Passage shown:
This is the Multiples Choice Questions Part 1 of the Series in Engineering Materials as one of the General Engineering and Applied Sciences (GEAS) topic. In Preparation for the ECE Board Exam make sure to expose yourself and familiarize in each and every questions compiled here taken from various sources including past Board Questions in General Engineering and Applied Sciences (GEAS) field.
Online Questions and Answers in Engineering Materials Series
Following is the list of multiple choice questions in this brand new series:
Start Practice Exam Test Questions Part I of the Series
Choose the letter of the best answer in each questions.
1. What are considered as the “building blocks” for engineering materials?
- A. Atoms
- B. Elements
- C. Matters
- D. Compounds
2. What are the major classes of engineering materials?
- A. Metals, ceramics and semiconductors
- B. Polymers, metals and composites
- C. Metals, ceramics, polymers and semiconductors
- D. Metals, ceramics, polymers, semiconductors and composites
3. What types of materials behave like iron when placed in a magnetic field?
- A. Crystals
- B. Amorphous materials
- C. Ferromagnetic materials
- D. Metalloids
4. What do you call metals reinforced by ceramics or other materials, usually in fiber form?

Short exercise 1: Reproduce the engineering materials quiz word for word, everything from "Online Questions and" down to "for engineering materials?".
Short exercise 2: According to the engineering materials quiz, which board exam does it help readers prepare for?
Short exercise 3: Do the following statements agree with the engineering materials quiz? For each, answer yes or no and quote the deciding words. (a) The series counts engineering materials as a topic in General Engineering and Applied Sciences. (b) The questions come only from past Board Questions. (c) "Metalloids" is one of the choices for question 3.

Given information:

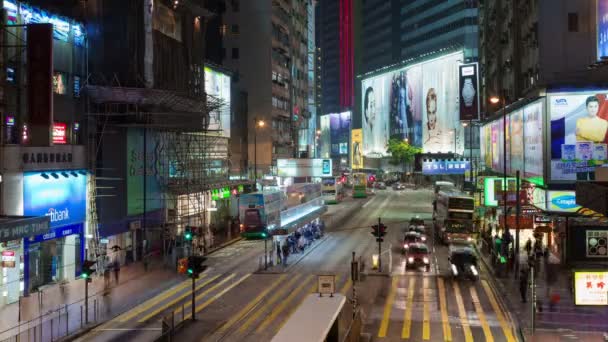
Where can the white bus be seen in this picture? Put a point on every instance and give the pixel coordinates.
(317, 319)
(453, 216)
(332, 190)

Complete response 1:
Online Questions and Answers in Engineering Materials Series
Following is the list of multiple choice questions in this brand new series:
Start Practice Exam Test Questions Part I of the Series
Choose the letter of the best answer in each questions.
1. What are considered as the “building blocks” for engineering materials?

Complete response 2: The ECE Board Exam.

Complete response 3:
(a) Yes: "as one of the General Engineering and Applied Sciences (GEAS) topic."
(b) No: "taken from various sources including past Board Questions."
(c) Yes: "D. Metalloids."